● **DIRECTIONS FOR THIS TASK**
Reproduce the material verbatim, from the line containing "like x=351 y=400." through the line containing "x=563 y=851", both included.

● **SUPPLIED RECORDS**

_____

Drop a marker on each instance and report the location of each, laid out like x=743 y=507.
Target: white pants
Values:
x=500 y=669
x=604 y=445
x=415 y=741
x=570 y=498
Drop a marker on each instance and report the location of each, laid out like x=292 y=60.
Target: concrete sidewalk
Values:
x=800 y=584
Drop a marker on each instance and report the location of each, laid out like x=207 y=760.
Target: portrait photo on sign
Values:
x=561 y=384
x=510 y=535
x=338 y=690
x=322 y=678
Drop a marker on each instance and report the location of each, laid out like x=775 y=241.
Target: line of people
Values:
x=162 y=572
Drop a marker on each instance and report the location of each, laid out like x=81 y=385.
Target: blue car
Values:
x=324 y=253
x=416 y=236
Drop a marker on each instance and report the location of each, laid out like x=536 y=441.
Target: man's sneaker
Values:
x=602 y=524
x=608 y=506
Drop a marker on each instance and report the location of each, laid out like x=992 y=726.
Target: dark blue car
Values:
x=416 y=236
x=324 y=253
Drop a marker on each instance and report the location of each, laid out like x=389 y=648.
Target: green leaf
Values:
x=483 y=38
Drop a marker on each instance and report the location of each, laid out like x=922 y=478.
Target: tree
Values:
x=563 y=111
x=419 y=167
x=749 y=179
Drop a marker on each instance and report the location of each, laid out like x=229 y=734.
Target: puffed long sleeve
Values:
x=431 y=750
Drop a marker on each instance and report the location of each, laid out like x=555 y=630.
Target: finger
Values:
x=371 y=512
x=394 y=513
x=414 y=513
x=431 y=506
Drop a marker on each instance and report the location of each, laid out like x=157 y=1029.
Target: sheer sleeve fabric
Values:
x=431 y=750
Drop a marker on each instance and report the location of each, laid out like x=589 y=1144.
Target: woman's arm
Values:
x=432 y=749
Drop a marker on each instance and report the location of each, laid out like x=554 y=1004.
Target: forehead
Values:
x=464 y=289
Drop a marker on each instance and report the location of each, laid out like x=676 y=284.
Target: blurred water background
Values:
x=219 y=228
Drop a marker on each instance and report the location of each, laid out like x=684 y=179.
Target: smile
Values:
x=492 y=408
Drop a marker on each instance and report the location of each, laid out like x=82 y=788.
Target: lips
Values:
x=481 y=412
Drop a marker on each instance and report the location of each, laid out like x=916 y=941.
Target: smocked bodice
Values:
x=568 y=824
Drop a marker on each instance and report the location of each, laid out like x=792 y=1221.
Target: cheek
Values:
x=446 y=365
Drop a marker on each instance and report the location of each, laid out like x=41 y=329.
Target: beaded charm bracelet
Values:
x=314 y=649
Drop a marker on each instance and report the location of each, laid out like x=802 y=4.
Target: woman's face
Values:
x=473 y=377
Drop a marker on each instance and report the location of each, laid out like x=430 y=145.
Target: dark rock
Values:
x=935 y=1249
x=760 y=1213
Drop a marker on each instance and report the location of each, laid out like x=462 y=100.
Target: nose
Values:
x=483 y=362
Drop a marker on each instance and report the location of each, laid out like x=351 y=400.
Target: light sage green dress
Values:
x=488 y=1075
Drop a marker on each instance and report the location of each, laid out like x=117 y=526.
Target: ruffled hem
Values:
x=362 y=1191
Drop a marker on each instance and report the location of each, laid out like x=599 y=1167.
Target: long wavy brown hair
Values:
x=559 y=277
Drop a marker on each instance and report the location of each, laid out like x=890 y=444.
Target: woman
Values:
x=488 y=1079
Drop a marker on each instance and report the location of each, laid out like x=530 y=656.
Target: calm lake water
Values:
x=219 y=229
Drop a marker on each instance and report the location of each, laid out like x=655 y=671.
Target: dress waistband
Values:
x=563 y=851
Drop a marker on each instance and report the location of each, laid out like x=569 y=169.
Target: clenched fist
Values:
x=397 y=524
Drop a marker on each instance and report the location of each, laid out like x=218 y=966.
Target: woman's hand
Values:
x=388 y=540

_____

● **SOLUTION TO THE PROBLEM**
Drop a marker on each instance and report the location of each, laid out like x=351 y=400.
Target: light sage green dress
Values:
x=488 y=1075
Drop a marker on each instance and report the location of each, laid out like x=117 y=526.
Target: ruffled hem
Values:
x=362 y=1191
Drop a marker on each instance and report the location of each, laid out like x=599 y=1167.
Target: long wavy brown hair
Values:
x=559 y=277
Drop a marker on each instance and report the location of each, laid out like x=890 y=444.
Target: woman
Values:
x=488 y=1079
Drop a marker on each instance and report the location of each, laid out like x=530 y=656.
Target: calm lake water
Values:
x=219 y=229
Drop a marker on each instance and report the location of each, laid out like x=655 y=671.
Target: dress waistband
Values:
x=563 y=851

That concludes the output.